◆ **Problem to solve**
Set out the lines below as a numbered list, skipping any blank lines and leaving the pictures out.

··· Data supplied ···

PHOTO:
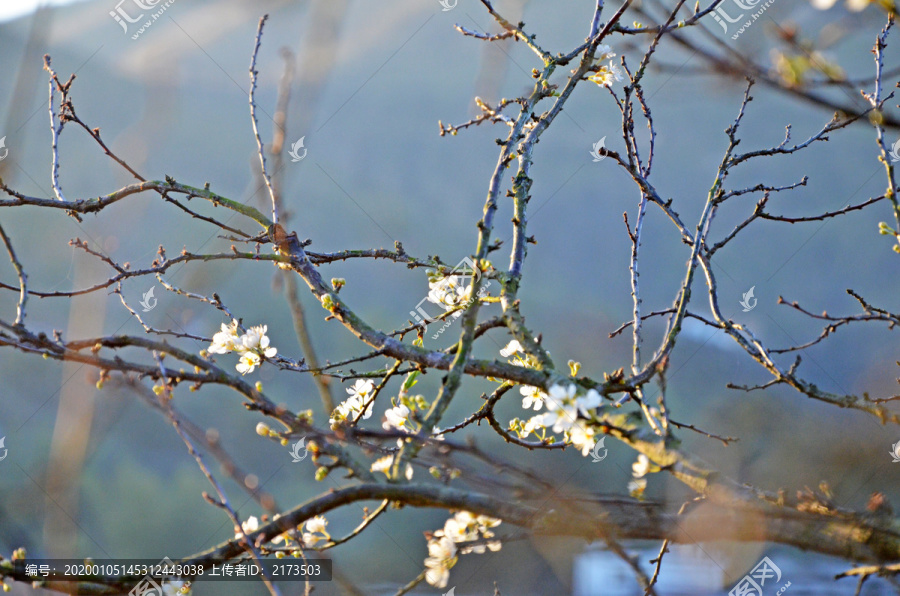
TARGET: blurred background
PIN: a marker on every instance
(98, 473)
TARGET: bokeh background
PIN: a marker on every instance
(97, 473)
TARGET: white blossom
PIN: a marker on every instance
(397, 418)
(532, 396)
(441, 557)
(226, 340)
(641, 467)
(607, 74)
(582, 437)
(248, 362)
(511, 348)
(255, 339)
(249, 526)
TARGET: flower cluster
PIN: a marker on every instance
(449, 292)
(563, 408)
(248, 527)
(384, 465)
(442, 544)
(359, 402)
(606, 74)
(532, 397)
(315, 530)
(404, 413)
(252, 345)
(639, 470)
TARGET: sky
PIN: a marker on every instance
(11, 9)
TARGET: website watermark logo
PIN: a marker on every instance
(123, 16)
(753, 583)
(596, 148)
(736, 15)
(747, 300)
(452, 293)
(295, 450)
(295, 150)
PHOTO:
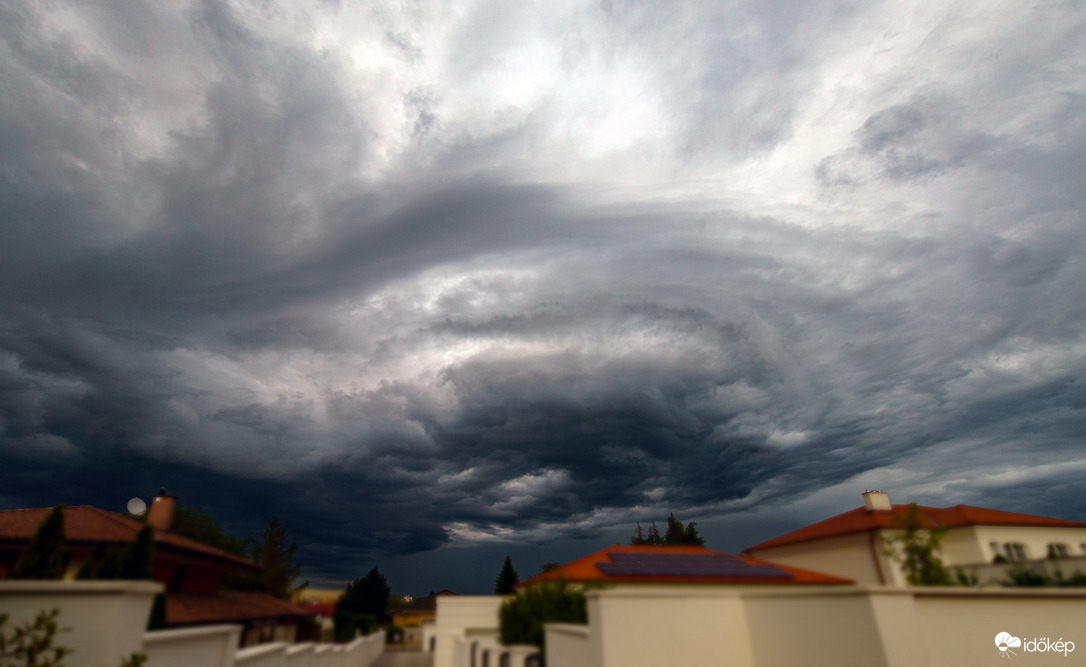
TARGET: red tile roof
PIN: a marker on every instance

···

◆ **Final result**
1. PHOTO:
2. TARGET: blurred background
3. PIN: a marker on every instance
4. (98, 473)
5. TARGET: bokeh background
6. PIN: a marker on every instance
7. (97, 473)
8. TARGET: white blossom
9. PIN: a marker on every instance
10. (397, 418)
11. (532, 396)
12. (441, 557)
13. (226, 340)
14. (641, 467)
15. (607, 74)
16. (582, 437)
17. (248, 362)
18. (511, 348)
19. (255, 339)
20. (249, 526)
21. TARGET: flower cluster
22. PIN: a marker on every instance
23. (449, 292)
24. (563, 408)
25. (248, 527)
26. (384, 465)
27. (442, 544)
28. (359, 402)
29. (606, 74)
30. (532, 397)
31. (315, 530)
32. (404, 413)
33. (252, 345)
34. (639, 470)
35. TARGET: sky
36. PIN: a marker on every instance
37. (11, 9)
38. TARGET: website watermark logo
39. PIN: a marker on every instance
40. (123, 16)
41. (753, 583)
42. (596, 148)
43. (736, 15)
44. (747, 300)
45. (452, 293)
46. (295, 450)
47. (295, 150)
48. PHOTO:
49. TARGET: red tile roof
50. PIN: a marker on every instance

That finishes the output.